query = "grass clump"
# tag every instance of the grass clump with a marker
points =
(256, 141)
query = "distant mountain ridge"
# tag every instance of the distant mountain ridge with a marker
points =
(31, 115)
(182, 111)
········
Reproduce the listing above line for line, with no changes.

query = "grass clump"
# tag every instance of the grass clump with a marker
points =
(256, 141)
query = "distant mountain ridge"
# tag every instance of the distant mountain ridge with a marker
points =
(31, 115)
(182, 111)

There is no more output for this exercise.